[YOUR OBJECTIVE]
Where an entry holds an image, leave the image out; otherwise reproduce the entry exactly.

Dataset entries:
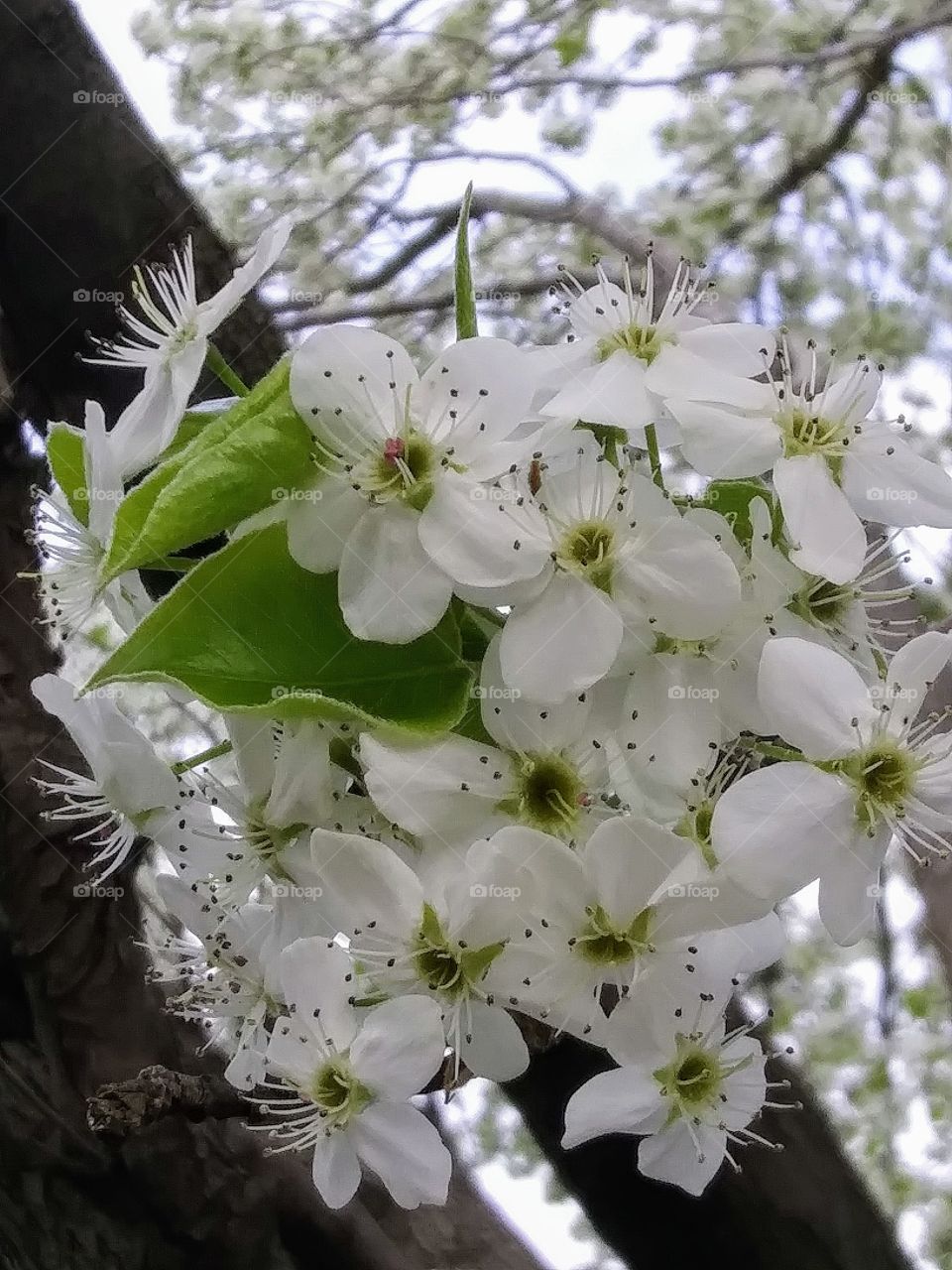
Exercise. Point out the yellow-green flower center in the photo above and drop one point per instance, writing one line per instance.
(642, 341)
(336, 1091)
(548, 794)
(604, 943)
(587, 549)
(445, 965)
(884, 775)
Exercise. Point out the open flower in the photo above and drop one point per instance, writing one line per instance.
(350, 1075)
(436, 937)
(626, 357)
(606, 916)
(171, 341)
(72, 549)
(403, 509)
(547, 770)
(830, 462)
(131, 792)
(230, 966)
(622, 558)
(685, 1084)
(236, 834)
(869, 772)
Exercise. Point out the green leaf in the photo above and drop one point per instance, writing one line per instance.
(731, 499)
(236, 465)
(571, 44)
(66, 456)
(466, 324)
(249, 630)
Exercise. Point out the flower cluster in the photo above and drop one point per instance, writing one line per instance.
(512, 731)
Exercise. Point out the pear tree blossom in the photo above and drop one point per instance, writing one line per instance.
(517, 735)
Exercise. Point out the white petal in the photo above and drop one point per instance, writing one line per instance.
(675, 572)
(811, 695)
(474, 395)
(616, 1101)
(680, 371)
(313, 979)
(366, 881)
(212, 313)
(389, 587)
(150, 421)
(481, 540)
(601, 310)
(826, 535)
(911, 672)
(340, 384)
(494, 1047)
(670, 1156)
(562, 643)
(254, 748)
(775, 828)
(400, 1047)
(851, 395)
(405, 1151)
(320, 520)
(442, 790)
(670, 717)
(725, 444)
(848, 888)
(335, 1169)
(103, 476)
(627, 858)
(889, 483)
(527, 726)
(734, 347)
(303, 781)
(612, 393)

[WRITTEN RESPONSE]
Exercise. Point out the yellow-green flower center in the photo above and drop one point per instance, writing one line per instance.
(642, 341)
(336, 1091)
(548, 794)
(604, 943)
(587, 549)
(445, 965)
(884, 775)
Exercise. Point out the open flower in the photo above and drop one point per instance, writing one line per instance.
(350, 1075)
(436, 937)
(626, 357)
(606, 916)
(171, 341)
(72, 549)
(403, 509)
(547, 770)
(830, 462)
(131, 792)
(230, 966)
(622, 558)
(685, 1084)
(236, 834)
(869, 772)
Exercise. Point out the green leaf in the photo above and drop one point per instance, writing one line per instance.
(731, 499)
(236, 465)
(571, 44)
(66, 456)
(466, 324)
(249, 630)
Exercise. Point out the flower cluster in the photo above and drop one point per instance, writing one line per instance.
(512, 731)
Exercise. Point out the pear tree blossom in the photo above and drop one point per instance, writing one line per instance.
(517, 735)
Exercise. Point out the white petal in the photo above and drop one point per instance, writing one line per instance.
(675, 572)
(811, 695)
(474, 395)
(616, 1101)
(680, 371)
(313, 979)
(366, 881)
(212, 313)
(389, 587)
(150, 421)
(481, 540)
(601, 310)
(826, 535)
(911, 672)
(340, 384)
(494, 1047)
(670, 1156)
(562, 643)
(254, 748)
(775, 828)
(400, 1047)
(851, 395)
(405, 1151)
(320, 520)
(442, 790)
(670, 717)
(725, 444)
(848, 888)
(335, 1169)
(103, 476)
(627, 858)
(889, 483)
(527, 726)
(734, 347)
(303, 781)
(612, 393)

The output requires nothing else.